Chapter 5: Algorithms

  • Most important, an efficient algorithm likely exists already to solve your issue!
  • Lots of sorting algos: Selection, Insertion, Merge, Quick
  • Searching: Sequential, Binary, or use a Hash!
  • Graphs: Depth First Search vs. Breath First Search => it’s a trade-off!
    • DFS – down, using a Stack
    • BFS – across, using a Queue
    • Simple, less memory: DFS
    • DFS if need to explore all graph nodes
    • BFS if expected location is close to the root
  • classic problem: find the shortest path between nodes
    • try Djkistra Algorithm
    • uses a priority queue (as opposed to BFS, which is an auxiliary queue)
    • huge area? try Bidirectional Search
  • Google, PageRank Algorithm
    • modeled the web as a graph
    • web page = node, links = edges
    • the more edges a page has, the higher the rank! 
  • network, workflow, cost issues? Linear optimization problems are likely best solved with Simplex Method
  • Final Takeaways
    • I think the key here is first to see how your data is modeled, and then look for a algorithm that matches the problem at hand
    • Beware of choice! Successful algorithms can have pitfalls, drawbacks

Chapter 6: Databases

  • The definition of Normalize, Normalization is not what I have used/heard
    • book: The process of transforming a database with replicated data to one without
    • familiar: prepare and/or flatten data for ease of consumption
    • I think I have been wrong here (the very reason I am writing this blog & reading these books lol)!
  • An index is basically a self-balancing binary search tree
  • NoSQL (btw, it can be pronounced either way)

REQUIRED ACTION 1 » Copy the notes, beginning at "Chapter 6: Databases" and stopping after "pronounced either way)", and swap "self-balancing" for "height-balanced".
REQUIRED ACTION 2 » According to the notes, which data structure does DFS use?
The listing after this point has no connection to the notes.

DATA SUPPLIED »
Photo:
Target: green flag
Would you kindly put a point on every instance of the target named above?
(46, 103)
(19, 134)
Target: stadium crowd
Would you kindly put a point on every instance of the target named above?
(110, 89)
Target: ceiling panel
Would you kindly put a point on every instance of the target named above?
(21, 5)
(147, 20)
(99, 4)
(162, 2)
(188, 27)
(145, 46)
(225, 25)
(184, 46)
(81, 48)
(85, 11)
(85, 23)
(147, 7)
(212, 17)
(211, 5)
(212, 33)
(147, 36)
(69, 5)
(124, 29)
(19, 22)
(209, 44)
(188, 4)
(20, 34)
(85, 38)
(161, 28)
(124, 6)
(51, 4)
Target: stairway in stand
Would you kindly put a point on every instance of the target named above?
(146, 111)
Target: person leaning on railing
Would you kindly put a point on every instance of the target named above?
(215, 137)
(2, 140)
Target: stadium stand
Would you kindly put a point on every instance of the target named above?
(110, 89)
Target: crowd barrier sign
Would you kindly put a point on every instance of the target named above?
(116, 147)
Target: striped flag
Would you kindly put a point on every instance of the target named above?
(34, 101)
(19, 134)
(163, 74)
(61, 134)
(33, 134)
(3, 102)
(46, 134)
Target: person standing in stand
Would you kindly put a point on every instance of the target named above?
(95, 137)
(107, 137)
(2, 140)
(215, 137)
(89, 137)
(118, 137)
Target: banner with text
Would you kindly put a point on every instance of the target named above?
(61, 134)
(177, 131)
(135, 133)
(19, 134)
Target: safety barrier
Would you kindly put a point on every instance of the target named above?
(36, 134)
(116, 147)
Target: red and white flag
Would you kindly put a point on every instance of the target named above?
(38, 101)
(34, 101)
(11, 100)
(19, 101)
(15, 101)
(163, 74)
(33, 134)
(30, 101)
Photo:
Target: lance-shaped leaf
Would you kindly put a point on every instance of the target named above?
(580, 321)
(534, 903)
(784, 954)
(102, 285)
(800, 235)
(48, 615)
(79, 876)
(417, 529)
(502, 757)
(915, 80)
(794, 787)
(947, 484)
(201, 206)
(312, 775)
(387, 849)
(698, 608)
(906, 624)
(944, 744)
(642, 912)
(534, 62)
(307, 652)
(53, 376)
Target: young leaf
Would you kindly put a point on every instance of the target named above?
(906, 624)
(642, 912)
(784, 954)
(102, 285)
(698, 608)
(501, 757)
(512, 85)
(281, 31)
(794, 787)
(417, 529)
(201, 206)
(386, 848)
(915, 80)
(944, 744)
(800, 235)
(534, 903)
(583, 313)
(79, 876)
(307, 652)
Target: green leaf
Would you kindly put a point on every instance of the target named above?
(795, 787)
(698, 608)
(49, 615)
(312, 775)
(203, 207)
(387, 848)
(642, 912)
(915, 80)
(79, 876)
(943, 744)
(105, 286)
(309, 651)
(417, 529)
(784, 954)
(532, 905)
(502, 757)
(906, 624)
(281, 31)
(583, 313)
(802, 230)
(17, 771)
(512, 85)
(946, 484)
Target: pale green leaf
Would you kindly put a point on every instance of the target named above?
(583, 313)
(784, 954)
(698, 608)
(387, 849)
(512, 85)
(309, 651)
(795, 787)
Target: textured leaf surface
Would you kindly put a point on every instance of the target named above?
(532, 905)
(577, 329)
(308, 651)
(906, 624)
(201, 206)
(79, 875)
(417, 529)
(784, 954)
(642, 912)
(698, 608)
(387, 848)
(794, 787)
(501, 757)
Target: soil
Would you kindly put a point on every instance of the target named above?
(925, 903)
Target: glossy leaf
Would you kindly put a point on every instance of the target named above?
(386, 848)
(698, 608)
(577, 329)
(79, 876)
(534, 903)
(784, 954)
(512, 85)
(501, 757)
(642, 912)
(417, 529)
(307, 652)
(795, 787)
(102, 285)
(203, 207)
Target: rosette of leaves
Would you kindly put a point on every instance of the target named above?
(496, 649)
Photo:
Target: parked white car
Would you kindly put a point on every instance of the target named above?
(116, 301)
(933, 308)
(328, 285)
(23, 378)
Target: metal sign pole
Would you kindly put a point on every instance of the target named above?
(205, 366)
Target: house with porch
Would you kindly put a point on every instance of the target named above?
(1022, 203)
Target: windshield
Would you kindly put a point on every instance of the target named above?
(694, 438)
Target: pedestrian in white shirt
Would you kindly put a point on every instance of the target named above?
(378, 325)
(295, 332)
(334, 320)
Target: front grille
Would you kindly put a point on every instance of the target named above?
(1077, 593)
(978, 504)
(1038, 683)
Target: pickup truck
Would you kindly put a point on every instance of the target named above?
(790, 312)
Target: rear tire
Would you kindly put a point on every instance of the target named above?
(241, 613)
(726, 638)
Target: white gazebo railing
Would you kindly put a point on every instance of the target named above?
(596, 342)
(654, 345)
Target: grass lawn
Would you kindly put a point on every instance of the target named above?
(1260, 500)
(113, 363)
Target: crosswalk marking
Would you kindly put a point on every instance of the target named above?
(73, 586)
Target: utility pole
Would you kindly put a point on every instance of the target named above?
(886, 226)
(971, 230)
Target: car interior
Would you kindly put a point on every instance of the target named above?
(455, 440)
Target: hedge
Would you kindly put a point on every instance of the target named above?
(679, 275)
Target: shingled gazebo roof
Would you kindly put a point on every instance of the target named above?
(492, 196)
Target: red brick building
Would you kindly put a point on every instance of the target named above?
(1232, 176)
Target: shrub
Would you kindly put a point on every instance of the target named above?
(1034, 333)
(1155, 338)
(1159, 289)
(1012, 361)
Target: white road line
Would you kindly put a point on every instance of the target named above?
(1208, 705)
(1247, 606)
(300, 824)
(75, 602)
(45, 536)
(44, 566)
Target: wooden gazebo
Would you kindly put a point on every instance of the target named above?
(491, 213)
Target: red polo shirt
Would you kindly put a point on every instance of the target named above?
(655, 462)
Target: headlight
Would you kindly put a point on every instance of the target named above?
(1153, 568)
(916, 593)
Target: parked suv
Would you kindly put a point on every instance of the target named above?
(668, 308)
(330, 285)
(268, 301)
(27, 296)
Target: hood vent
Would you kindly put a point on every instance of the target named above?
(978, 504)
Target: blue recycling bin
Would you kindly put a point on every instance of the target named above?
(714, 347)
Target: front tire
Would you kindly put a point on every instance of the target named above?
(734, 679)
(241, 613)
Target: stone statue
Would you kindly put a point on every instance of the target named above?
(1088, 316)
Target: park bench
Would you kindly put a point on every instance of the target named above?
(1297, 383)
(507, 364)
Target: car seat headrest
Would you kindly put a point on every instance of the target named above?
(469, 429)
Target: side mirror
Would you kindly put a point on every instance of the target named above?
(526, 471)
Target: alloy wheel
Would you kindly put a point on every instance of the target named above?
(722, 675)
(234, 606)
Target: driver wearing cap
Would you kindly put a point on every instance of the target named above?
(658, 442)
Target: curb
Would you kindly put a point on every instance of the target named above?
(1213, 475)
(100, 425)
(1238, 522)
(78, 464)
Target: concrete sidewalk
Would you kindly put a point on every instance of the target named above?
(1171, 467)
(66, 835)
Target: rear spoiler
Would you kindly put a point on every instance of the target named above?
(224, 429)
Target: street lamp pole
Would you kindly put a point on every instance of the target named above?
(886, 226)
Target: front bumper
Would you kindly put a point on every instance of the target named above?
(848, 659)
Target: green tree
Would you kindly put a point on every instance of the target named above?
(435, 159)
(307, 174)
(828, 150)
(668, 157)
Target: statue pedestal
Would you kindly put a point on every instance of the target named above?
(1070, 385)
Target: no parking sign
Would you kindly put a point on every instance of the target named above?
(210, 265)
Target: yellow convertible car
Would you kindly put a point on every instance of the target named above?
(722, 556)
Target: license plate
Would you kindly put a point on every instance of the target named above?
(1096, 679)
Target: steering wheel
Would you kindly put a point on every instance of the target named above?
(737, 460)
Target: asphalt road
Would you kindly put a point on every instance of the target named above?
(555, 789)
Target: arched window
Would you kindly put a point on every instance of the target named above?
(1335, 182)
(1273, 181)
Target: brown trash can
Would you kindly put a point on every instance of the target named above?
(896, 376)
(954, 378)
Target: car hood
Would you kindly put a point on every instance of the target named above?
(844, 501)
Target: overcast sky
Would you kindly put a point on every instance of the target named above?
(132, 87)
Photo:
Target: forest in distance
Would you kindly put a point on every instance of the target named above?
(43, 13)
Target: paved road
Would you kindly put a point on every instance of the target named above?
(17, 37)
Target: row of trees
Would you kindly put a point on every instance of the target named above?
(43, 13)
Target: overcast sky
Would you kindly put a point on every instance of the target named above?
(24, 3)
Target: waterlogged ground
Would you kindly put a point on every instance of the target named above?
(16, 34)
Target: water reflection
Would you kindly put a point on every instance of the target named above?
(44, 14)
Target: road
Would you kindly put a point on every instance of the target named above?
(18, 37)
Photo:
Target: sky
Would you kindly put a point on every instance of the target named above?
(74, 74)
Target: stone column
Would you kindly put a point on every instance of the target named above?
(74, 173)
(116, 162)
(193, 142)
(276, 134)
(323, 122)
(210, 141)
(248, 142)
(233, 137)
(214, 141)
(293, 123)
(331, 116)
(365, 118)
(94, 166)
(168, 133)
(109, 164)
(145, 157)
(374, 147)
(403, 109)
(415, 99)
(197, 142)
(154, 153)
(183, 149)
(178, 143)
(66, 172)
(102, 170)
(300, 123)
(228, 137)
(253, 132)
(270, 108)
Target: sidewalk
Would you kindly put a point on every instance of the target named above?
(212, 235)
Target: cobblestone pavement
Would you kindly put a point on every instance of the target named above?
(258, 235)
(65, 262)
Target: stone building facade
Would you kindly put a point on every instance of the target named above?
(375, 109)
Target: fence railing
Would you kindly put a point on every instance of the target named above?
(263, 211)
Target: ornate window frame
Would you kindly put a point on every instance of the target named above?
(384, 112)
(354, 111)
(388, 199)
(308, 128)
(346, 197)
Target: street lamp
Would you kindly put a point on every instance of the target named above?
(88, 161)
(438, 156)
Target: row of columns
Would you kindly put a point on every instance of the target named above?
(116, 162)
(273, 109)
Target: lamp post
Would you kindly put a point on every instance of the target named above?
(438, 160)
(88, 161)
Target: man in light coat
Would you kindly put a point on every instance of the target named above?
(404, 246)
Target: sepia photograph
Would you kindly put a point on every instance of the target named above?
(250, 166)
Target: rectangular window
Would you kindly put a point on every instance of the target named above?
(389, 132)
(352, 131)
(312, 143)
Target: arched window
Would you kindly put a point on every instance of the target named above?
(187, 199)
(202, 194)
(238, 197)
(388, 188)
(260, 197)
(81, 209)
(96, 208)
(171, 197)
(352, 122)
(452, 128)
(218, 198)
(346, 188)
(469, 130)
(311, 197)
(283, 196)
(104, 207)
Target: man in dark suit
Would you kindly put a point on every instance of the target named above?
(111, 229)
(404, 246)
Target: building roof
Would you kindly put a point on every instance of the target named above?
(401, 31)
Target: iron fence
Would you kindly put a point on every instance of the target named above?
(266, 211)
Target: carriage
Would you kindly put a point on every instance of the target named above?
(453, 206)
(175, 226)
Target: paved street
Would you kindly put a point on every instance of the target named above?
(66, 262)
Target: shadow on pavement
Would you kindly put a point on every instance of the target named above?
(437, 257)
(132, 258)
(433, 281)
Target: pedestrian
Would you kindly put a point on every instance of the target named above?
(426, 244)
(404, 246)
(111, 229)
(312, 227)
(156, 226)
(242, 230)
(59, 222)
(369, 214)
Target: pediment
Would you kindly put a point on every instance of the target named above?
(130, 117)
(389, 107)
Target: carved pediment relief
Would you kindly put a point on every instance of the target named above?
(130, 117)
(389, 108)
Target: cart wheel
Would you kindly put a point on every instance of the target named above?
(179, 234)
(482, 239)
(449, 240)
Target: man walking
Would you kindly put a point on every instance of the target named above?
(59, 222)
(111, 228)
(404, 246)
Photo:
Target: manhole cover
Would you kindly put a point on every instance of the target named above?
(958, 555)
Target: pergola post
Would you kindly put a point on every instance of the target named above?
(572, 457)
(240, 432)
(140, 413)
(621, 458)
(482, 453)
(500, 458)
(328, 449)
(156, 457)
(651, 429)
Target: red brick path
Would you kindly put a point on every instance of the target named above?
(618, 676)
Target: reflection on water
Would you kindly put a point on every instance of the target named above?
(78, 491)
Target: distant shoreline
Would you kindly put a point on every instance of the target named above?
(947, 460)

EXERCISE RESPONSE 1 »
Chapter 6: Databases

  • The definition of Normalize, Normalization is not what I have used/heard
    • book: The process of transforming a database with replicated data to one without
    • familiar: prepare and/or flatten data for ease of consumption
    • I think I have been wrong here (the very reason I am writing this blog & reading these books lol)!
  • An index is basically a height-balanced binary search tree
  • NoSQL (btw, it can be pronounced either way)

EXERCISE RESPONSE 2 » A stack.